▶ [Task instructions]:
Copy the material below verbatim, preserving every line in its original order.

▶ [Detection annotation records]:
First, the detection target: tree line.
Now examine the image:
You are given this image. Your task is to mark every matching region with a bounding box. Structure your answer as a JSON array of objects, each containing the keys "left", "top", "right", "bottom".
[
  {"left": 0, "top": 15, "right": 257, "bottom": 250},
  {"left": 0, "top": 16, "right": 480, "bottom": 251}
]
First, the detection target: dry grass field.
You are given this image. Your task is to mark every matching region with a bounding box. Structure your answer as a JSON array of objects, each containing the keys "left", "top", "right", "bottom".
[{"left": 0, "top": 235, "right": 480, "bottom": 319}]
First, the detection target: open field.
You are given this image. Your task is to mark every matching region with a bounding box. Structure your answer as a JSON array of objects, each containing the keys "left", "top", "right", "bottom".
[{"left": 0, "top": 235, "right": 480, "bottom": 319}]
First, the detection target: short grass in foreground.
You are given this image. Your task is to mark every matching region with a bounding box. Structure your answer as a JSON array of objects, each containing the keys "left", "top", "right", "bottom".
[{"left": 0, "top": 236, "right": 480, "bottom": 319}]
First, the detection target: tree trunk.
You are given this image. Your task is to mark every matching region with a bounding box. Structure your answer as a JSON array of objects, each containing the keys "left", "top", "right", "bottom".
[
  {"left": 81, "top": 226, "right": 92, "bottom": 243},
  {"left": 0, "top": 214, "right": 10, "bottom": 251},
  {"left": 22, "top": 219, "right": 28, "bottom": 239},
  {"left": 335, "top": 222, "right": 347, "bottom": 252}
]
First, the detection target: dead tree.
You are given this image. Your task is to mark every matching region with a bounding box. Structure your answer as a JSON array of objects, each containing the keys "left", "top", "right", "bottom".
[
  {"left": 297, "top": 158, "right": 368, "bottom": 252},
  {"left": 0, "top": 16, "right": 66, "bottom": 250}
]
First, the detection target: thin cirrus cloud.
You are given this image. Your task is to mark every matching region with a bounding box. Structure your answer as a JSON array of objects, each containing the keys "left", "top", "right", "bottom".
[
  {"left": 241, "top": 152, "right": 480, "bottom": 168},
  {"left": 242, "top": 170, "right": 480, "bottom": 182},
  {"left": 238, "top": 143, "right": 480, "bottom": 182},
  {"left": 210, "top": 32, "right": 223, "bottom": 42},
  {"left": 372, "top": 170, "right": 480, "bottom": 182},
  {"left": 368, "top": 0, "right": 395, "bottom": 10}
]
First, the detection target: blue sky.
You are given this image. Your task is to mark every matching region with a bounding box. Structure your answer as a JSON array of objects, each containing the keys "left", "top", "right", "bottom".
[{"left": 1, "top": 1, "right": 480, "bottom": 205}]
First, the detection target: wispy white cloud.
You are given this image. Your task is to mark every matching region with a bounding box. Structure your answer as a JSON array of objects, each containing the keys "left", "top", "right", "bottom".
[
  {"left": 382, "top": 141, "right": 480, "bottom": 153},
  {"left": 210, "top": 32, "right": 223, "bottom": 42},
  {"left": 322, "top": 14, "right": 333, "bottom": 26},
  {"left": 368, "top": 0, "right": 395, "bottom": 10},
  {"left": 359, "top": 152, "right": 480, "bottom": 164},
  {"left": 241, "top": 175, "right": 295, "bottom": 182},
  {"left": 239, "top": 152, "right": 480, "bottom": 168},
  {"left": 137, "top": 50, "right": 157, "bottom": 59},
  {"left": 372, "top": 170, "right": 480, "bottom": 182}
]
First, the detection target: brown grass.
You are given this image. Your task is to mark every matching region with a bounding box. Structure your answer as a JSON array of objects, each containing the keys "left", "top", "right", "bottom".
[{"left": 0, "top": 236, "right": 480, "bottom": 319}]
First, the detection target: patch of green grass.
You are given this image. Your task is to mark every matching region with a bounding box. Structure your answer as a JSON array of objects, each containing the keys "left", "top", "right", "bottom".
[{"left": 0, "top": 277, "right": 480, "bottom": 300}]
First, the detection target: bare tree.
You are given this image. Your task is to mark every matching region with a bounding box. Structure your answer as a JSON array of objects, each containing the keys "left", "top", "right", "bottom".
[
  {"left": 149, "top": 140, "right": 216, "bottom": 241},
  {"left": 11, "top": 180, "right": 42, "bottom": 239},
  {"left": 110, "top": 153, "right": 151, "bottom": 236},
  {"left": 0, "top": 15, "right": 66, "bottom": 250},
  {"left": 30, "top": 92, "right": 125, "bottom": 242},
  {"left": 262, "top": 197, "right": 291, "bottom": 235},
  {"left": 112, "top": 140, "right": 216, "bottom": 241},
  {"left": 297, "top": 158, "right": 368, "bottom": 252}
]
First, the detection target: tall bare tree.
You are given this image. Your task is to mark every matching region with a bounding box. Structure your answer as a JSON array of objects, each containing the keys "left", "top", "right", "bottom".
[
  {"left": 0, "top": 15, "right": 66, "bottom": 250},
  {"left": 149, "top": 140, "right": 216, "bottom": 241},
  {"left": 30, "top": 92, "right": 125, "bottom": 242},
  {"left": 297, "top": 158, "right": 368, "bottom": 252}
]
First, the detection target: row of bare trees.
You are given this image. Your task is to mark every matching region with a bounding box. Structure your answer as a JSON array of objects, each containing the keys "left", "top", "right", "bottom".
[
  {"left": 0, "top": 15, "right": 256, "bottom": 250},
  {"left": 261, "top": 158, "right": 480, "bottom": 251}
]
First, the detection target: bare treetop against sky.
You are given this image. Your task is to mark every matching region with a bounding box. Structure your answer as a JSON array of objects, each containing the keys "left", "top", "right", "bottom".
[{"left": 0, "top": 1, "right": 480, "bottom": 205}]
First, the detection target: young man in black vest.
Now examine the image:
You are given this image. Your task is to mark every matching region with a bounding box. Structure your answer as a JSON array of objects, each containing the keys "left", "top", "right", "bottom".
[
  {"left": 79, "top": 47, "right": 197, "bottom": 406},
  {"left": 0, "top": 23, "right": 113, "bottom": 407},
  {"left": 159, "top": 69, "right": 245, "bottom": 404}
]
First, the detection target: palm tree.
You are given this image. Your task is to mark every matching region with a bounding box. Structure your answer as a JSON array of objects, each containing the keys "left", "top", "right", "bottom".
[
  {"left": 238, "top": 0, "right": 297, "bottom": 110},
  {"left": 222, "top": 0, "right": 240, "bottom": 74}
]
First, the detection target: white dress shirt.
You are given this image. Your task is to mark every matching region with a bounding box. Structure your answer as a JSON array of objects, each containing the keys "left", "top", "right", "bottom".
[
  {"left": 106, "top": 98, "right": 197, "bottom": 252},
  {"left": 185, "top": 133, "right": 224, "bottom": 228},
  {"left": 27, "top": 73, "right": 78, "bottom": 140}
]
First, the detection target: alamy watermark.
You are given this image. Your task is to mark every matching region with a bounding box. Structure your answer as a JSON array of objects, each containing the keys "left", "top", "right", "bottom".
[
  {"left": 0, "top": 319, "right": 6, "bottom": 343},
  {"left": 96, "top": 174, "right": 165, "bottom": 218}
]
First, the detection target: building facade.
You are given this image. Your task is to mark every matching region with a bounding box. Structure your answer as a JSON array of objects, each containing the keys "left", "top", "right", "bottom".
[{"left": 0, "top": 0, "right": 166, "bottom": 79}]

▶ [Answer]:
First, the detection target: tree line.
Now examine the image:
You are given this image. Your task is to mark every matching region with a bounding box. Structure your answer as a JSON array of objects, each containing the keys "left", "top", "right", "bottom".
[
  {"left": 0, "top": 15, "right": 257, "bottom": 250},
  {"left": 0, "top": 16, "right": 480, "bottom": 251}
]
First, the detection target: dry grass field.
You are given this image. Your task is to mark every matching region with a bounding box. Structure your answer as a JSON array of objects, each containing the keys "left", "top", "right", "bottom".
[{"left": 0, "top": 235, "right": 480, "bottom": 319}]
First, the detection target: open field.
You are given this image. Your task is to mark every matching region with a bounding box. Structure your answer as a JSON array of objects, each containing the keys "left", "top", "right", "bottom".
[{"left": 0, "top": 235, "right": 480, "bottom": 319}]
First, the detection target: short grass in foreground.
You are given this image. Your task is to mark every matching region with a bounding box. Structure your answer as a JSON array of objects, each containing the keys "left", "top", "right", "bottom".
[{"left": 0, "top": 236, "right": 480, "bottom": 319}]
First, the detection target: tree trunk.
You are given this image. Your task is to mark every matching region with a bounding box. Structure your answer as a JSON array of objects, each containing the keys "left", "top", "right", "bottom".
[
  {"left": 81, "top": 226, "right": 92, "bottom": 243},
  {"left": 0, "top": 214, "right": 10, "bottom": 251},
  {"left": 22, "top": 219, "right": 28, "bottom": 239},
  {"left": 335, "top": 222, "right": 347, "bottom": 252}
]
First, the detection target: dead tree.
You are given this image. Your task is to mark every matching region with a bounding box. Structure your answer as a JSON array of objects, each containing the keys "left", "top", "right", "bottom".
[
  {"left": 297, "top": 158, "right": 368, "bottom": 252},
  {"left": 0, "top": 16, "right": 66, "bottom": 250}
]
First, the detection target: thin cirrus cloud.
You are given this image. Your task is to mark every matching region with a bounding box. Structure your answer as a JSON array of objects, each containing the keys "left", "top", "right", "bottom".
[
  {"left": 241, "top": 152, "right": 480, "bottom": 168},
  {"left": 242, "top": 170, "right": 480, "bottom": 182},
  {"left": 238, "top": 143, "right": 480, "bottom": 182},
  {"left": 210, "top": 32, "right": 223, "bottom": 42},
  {"left": 372, "top": 170, "right": 480, "bottom": 182},
  {"left": 368, "top": 0, "right": 395, "bottom": 10}
]
First, the detection target: blue sky.
You are given this image. Your task is to mark every matching region with a bounding box. Structure your answer as a JSON array of objects, each containing the keys "left", "top", "right", "bottom".
[{"left": 1, "top": 1, "right": 480, "bottom": 205}]
First, the detection target: wispy white cloud.
You are given this image. Your task is to mark every matching region with a bounding box. Structure your answer as a JSON array of objects, each containing the keys "left", "top", "right", "bottom".
[
  {"left": 382, "top": 141, "right": 480, "bottom": 153},
  {"left": 210, "top": 32, "right": 223, "bottom": 42},
  {"left": 322, "top": 14, "right": 333, "bottom": 26},
  {"left": 368, "top": 0, "right": 395, "bottom": 10},
  {"left": 359, "top": 152, "right": 480, "bottom": 164},
  {"left": 241, "top": 175, "right": 295, "bottom": 182},
  {"left": 239, "top": 152, "right": 480, "bottom": 168},
  {"left": 137, "top": 50, "right": 157, "bottom": 59},
  {"left": 372, "top": 170, "right": 480, "bottom": 182}
]
First, the detection target: brown grass.
You are given this image. Your task is to mark every matching region with a bounding box. Structure your answer as a JSON array of objects, each containing the keys "left", "top", "right", "bottom".
[{"left": 0, "top": 236, "right": 480, "bottom": 319}]
First, the detection target: patch of green grass.
You are given this image. Your task is to mark every matching region with a bounding box. Structure your answer as a JSON array of objects, each containing the keys "left", "top", "right", "bottom".
[{"left": 0, "top": 277, "right": 480, "bottom": 300}]
First, the detection target: bare tree.
You are given this image. Your task is to mark every matching region with a bounding box. Structure your answer as a JSON array of objects, each containing the keys "left", "top", "right", "bottom".
[
  {"left": 149, "top": 140, "right": 216, "bottom": 241},
  {"left": 11, "top": 180, "right": 42, "bottom": 239},
  {"left": 110, "top": 153, "right": 151, "bottom": 236},
  {"left": 0, "top": 15, "right": 66, "bottom": 250},
  {"left": 30, "top": 92, "right": 125, "bottom": 242},
  {"left": 262, "top": 197, "right": 291, "bottom": 235},
  {"left": 112, "top": 140, "right": 216, "bottom": 241},
  {"left": 297, "top": 158, "right": 368, "bottom": 252}
]
First, the detection target: tall bare tree.
You are given this image. Your task is to mark every matching region with a bounding box. Structure your answer as a JSON array of objects, each containing the keys "left", "top", "right", "bottom".
[
  {"left": 0, "top": 15, "right": 66, "bottom": 250},
  {"left": 149, "top": 140, "right": 216, "bottom": 241},
  {"left": 30, "top": 92, "right": 125, "bottom": 242},
  {"left": 297, "top": 158, "right": 368, "bottom": 252}
]
First, the detection target: row of bare trees.
You are given this image. Your task is to mark every matching region with a bounding box. Structure your answer as a JSON array of objects, each containing the keys "left", "top", "right", "bottom".
[
  {"left": 0, "top": 15, "right": 256, "bottom": 250},
  {"left": 261, "top": 158, "right": 480, "bottom": 251}
]
First, the detection target: bare treetop against sky.
You are given this image. Your task is to mark every matching region with a bounding box. Structure your answer as a JSON array of objects, each containing the keys "left", "top", "right", "bottom".
[{"left": 0, "top": 1, "right": 480, "bottom": 205}]
First, the detection target: young man in black vest.
Now examine the image:
You are given this image. Your task is to mark every matching region with a bounding box. Structure your answer as a JSON array of objects, each containing the keys "left", "top", "right", "bottom".
[
  {"left": 79, "top": 47, "right": 197, "bottom": 406},
  {"left": 0, "top": 23, "right": 113, "bottom": 407},
  {"left": 159, "top": 69, "right": 245, "bottom": 404}
]
First, the detection target: palm tree.
You are given this image. Your task is to mark every matching region with a bounding box. Structure your answer as a JSON array of objects, each containing the keys "left", "top", "right", "bottom".
[
  {"left": 238, "top": 0, "right": 297, "bottom": 110},
  {"left": 222, "top": 0, "right": 240, "bottom": 74}
]
First, the detection target: white dress shirt.
You are given this image. Your task is to mark every matching region with a bounding box. Structure your answer as a JSON array of objects, each containing the keys "left", "top", "right", "bottom".
[
  {"left": 106, "top": 98, "right": 197, "bottom": 252},
  {"left": 185, "top": 133, "right": 224, "bottom": 228},
  {"left": 27, "top": 73, "right": 78, "bottom": 140}
]
First, the detection target: alamy watermark.
You are given this image. Your task is to mark every matching region with a bounding box. Structure your answer as a JSON array of objects, each containing the keys "left", "top", "right", "bottom".
[
  {"left": 0, "top": 319, "right": 6, "bottom": 343},
  {"left": 96, "top": 174, "right": 165, "bottom": 218}
]
First, the detection target: building facade.
You are given this image. Your task is to mark every matching region with a bounding box. Structure your answer as a JSON array of objects, each containing the keys "left", "top", "right", "bottom".
[{"left": 0, "top": 0, "right": 166, "bottom": 79}]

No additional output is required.